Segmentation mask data
════
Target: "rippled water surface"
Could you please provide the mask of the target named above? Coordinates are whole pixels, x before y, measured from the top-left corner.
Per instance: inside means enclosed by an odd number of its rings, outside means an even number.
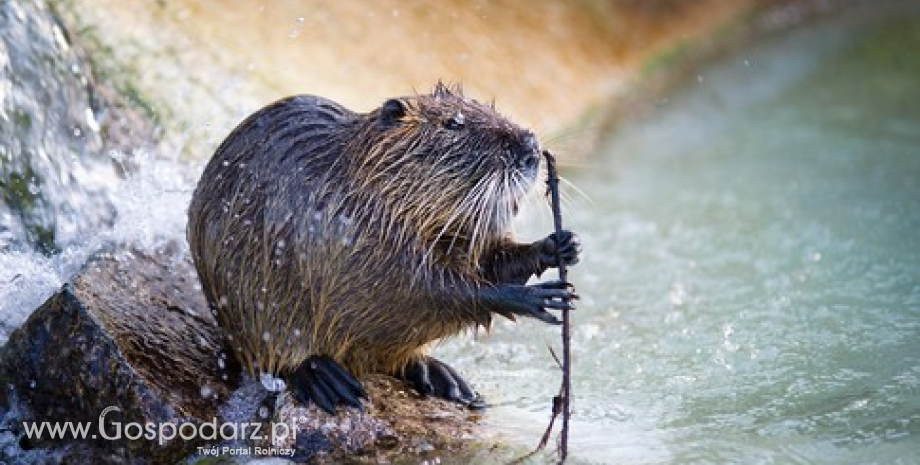
[[[576,461],[920,463],[918,7],[740,50],[569,173]],[[558,334],[438,351],[526,449]]]

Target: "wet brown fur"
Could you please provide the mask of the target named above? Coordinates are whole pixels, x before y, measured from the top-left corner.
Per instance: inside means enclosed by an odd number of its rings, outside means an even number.
[[[458,124],[459,129],[458,129]],[[204,170],[188,237],[204,291],[251,373],[328,355],[398,374],[491,314],[478,286],[511,241],[533,135],[438,85],[367,114],[313,96],[243,121]],[[472,299],[472,300],[471,300]]]

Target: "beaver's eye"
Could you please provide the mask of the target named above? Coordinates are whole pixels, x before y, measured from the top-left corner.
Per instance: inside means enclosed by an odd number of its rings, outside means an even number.
[[[457,131],[463,128],[463,113],[457,112],[456,115],[444,121],[444,127],[451,131]]]
[[[406,111],[406,104],[402,100],[387,100],[380,109],[380,120],[386,124],[395,124],[406,116]]]

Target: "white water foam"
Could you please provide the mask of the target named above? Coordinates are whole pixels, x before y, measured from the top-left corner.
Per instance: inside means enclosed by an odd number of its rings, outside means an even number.
[[[57,291],[93,253],[110,246],[152,250],[175,242],[185,249],[188,202],[198,170],[191,164],[137,153],[125,178],[110,178],[113,226],[76,238],[58,254],[0,252],[0,343]]]

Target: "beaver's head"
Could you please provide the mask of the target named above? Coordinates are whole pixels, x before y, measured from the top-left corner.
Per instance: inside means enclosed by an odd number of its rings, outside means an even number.
[[[442,84],[367,117],[359,177],[374,176],[396,208],[419,215],[433,244],[462,244],[475,259],[508,234],[539,172],[532,132]]]

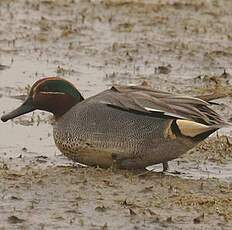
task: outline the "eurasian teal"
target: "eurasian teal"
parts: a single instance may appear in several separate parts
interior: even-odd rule
[[[142,86],[114,85],[84,99],[68,81],[49,77],[2,121],[36,109],[54,114],[54,140],[82,164],[135,169],[167,162],[227,125],[210,103]]]

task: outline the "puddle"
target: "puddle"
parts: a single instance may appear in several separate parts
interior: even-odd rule
[[[183,158],[184,159],[184,158]],[[195,163],[189,160],[173,160],[169,162],[169,171],[165,175],[185,178],[185,179],[219,179],[222,181],[231,182],[232,161],[225,164],[217,164],[213,162]],[[162,165],[149,166],[148,170],[154,172],[162,172]]]

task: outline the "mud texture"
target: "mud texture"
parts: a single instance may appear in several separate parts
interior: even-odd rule
[[[224,94],[232,121],[232,1],[1,0],[0,114],[45,76],[84,97],[114,83]],[[232,131],[151,171],[81,167],[51,116],[0,123],[0,229],[231,229]]]

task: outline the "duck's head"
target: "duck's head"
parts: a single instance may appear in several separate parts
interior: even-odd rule
[[[5,122],[36,109],[51,112],[58,118],[82,100],[84,98],[70,82],[58,77],[47,77],[35,82],[23,104],[3,115],[1,120]]]

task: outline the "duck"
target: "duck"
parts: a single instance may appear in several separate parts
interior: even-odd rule
[[[60,77],[36,81],[3,122],[34,110],[53,114],[53,137],[69,159],[87,166],[145,169],[178,158],[228,123],[215,97],[192,97],[147,86],[113,85],[84,99]]]

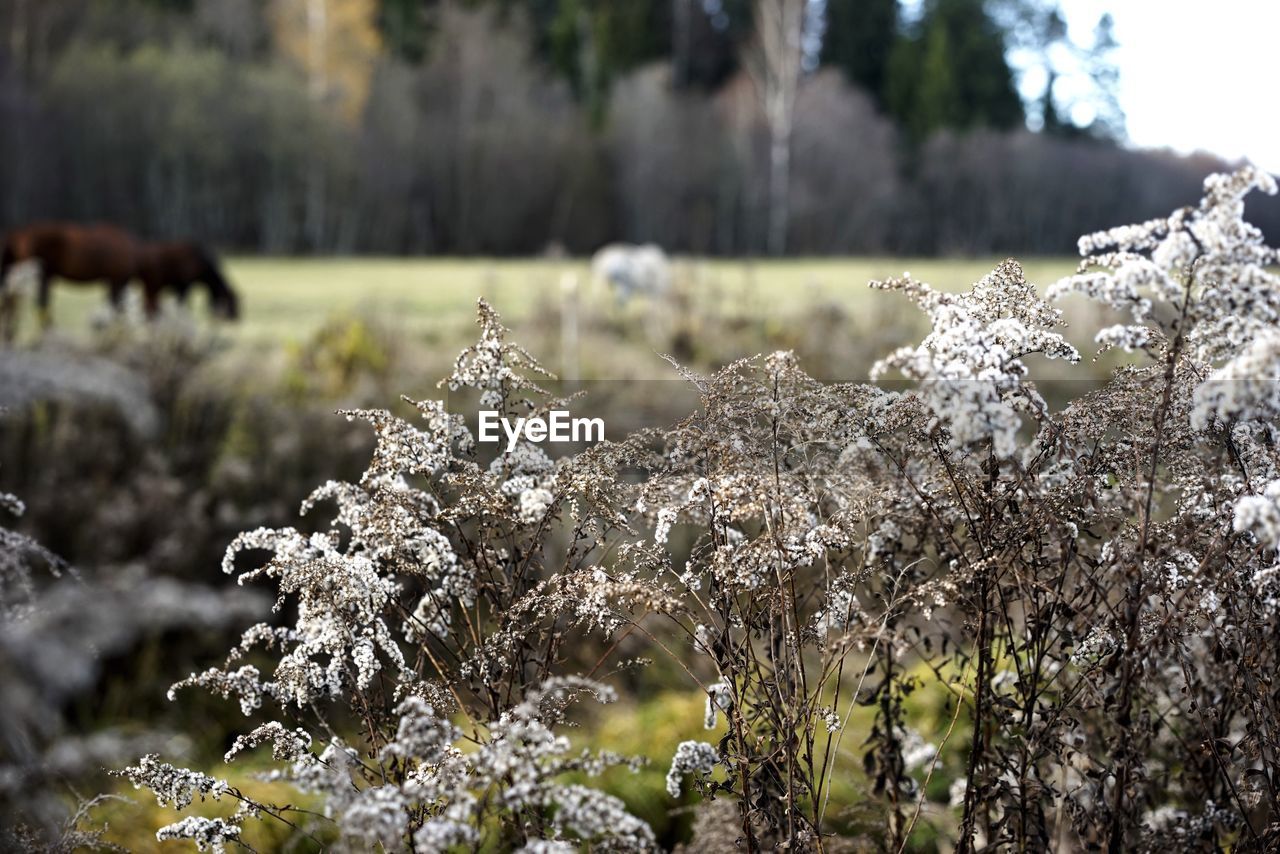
════
- **Action item**:
Repeat the data exactly as written, but without the pictures.

- **Solution to the exercise**:
Target: "rippled water surface"
Could you please provide the mask of the target named above? Coordinates are whole pixels, x before y, measured from the top-left corner.
Per instance: inside means enclosed by an odd number of its rings, outside means an even number.
[[[576,461],[920,463],[918,7],[740,50],[569,173]],[[558,334],[438,351],[526,449]]]

Target: "wet brown fur"
Could you please provide the mask of the target named above? Coordinates are whole pixels, x before y, measured from the top-left corner.
Per instance: inside means enclosed by an odd number of its rings, outside means an even number.
[[[458,124],[459,129],[458,129]],[[204,170],[188,237],[204,291],[251,373],[328,355],[398,374],[491,314],[478,286],[511,241],[533,135],[438,85],[367,114],[313,96],[243,121]],[[472,299],[472,300],[471,300]]]

Target: "beaver's eye"
Could you please provide the mask of the target named above? Coordinates are whole pixels, x before y, measured from the top-left corner.
Per instance: inside means enclosed by an odd number of its rings, outside means an even number.
[[[457,131],[463,128],[463,113],[457,112],[456,115],[444,121],[444,127],[451,131]]]
[[[406,111],[406,104],[402,100],[387,100],[380,109],[380,120],[386,124],[395,124],[406,116]]]

Target: "white water foam"
Could you please provide the mask of the target named above? Coordinates are whole pixels, x before y, measured from the top-left corner.
Per instance: inside means enclosed by an odd number of its rings, outside means an even number.
[[[57,291],[93,253],[110,246],[152,250],[175,242],[185,249],[188,202],[198,170],[191,164],[137,153],[125,178],[110,178],[113,226],[76,238],[58,254],[0,252],[0,343]]]

Target: "beaver's head"
Could you please provide the mask of the target named above? Coordinates are whole pixels, x before y, measured from the top-left corner.
Per instance: inside means enclosed by an odd number of its rings, outside means an even number.
[[[442,84],[367,117],[359,177],[374,176],[396,208],[419,215],[433,244],[462,244],[475,259],[508,234],[539,172],[532,132]]]

task: outline the "eurasian teal"
target: "eurasian teal"
parts: a single instance may appear in several separate parts
interior: even-odd rule
[[[142,86],[114,85],[84,99],[68,81],[49,77],[2,121],[36,109],[54,114],[54,140],[82,164],[135,169],[167,162],[227,125],[210,103]]]

task: outline the "puddle"
target: "puddle"
parts: a single instance may appear in several separate parts
interior: even-odd rule
[[[183,158],[184,159],[184,158]],[[195,163],[189,160],[173,160],[169,162],[169,171],[165,175],[185,178],[185,179],[219,179],[222,181],[231,182],[232,161],[225,164],[217,164],[213,162]],[[162,165],[149,166],[148,170],[154,172],[162,172]]]

task: outline the "mud texture"
target: "mud texture"
parts: a single instance may appear in several separate parts
interior: even-odd rule
[[[224,94],[232,121],[232,1],[1,0],[0,114],[45,76],[84,97],[114,83]],[[232,131],[151,171],[81,167],[51,116],[0,123],[0,229],[231,229]]]

task: outline the "duck's head"
target: "duck's head"
parts: a single instance may appear in several separate parts
interior: even-odd rule
[[[5,122],[36,109],[51,112],[58,118],[82,100],[84,98],[70,82],[58,77],[47,77],[35,82],[23,104],[3,115],[1,120]]]

task: outline the "duck"
target: "duck"
parts: a single instance may appear in several separate parts
interior: even-odd rule
[[[60,77],[36,81],[3,122],[34,110],[53,114],[53,137],[69,159],[87,166],[145,169],[178,158],[228,123],[215,97],[192,97],[147,86],[113,85],[84,99]]]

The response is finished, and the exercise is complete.